* [Written task 1]
List every forum username that appears in the sailing forum thread.
* [Written task 2]
Reproduce the sailing forum thread word for word from "You're absolutely right." to "to frighten her.".

-- Start Document excerpt --

You're absolutely right. I've drilled it into the boys' heads to never get themselves between the boat and a hard bit. Then I do it. Next time I'll drop a couple of fenders onto the transom - and actually use the engine like I should have in the first place.


----------



## PCP (Dec 1, 2004)

Yes, I had a great sail today, between Kitnos and Hydra (60Nm) all the time between 7.5K and 8.5K. It seems my wife is getting used to the boat and the speed. I don't want to frighten her.

Even so I was under sailed almost all the time, with a second reef on the main and a reefed genoa to the size of a jib. Wind between 12 and 20K (apparent). I am still learning the boat. That is a powerful one to sail solo and the winches are away from the wheel that is a big one. I would like to be able to change that, I mean the winches near the wheel.


----------



## Seaduction (Oct 24, 2011)

northoceanbeach said:


> I may have just figured out how to post pictures. Hmm. Unfortunately I'm upside down.

-- End Document excerpt --
-- Start Material provided --

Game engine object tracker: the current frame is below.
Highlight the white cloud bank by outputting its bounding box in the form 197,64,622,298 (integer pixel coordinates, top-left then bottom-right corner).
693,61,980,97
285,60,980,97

-- End Material provided --

* [Task result 1]
PCP, Seaduction, northoceanbeach

* [Task result 2]
You're absolutely right. I've drilled it into the boys' heads to never get themselves between the boat and a hard bit. Then I do it. Next time I'll drop a couple of fenders onto the transom - and actually use the engine like I should have in the first place.


----------



## PCP (Dec 1, 2004)

Yes, I had a great sail today, between Kitnos and Hydra (60Nm) all the time between 7.5K and 8.5K. It seems my wife is getting used to the boat and the speed. I don't want to frighten her.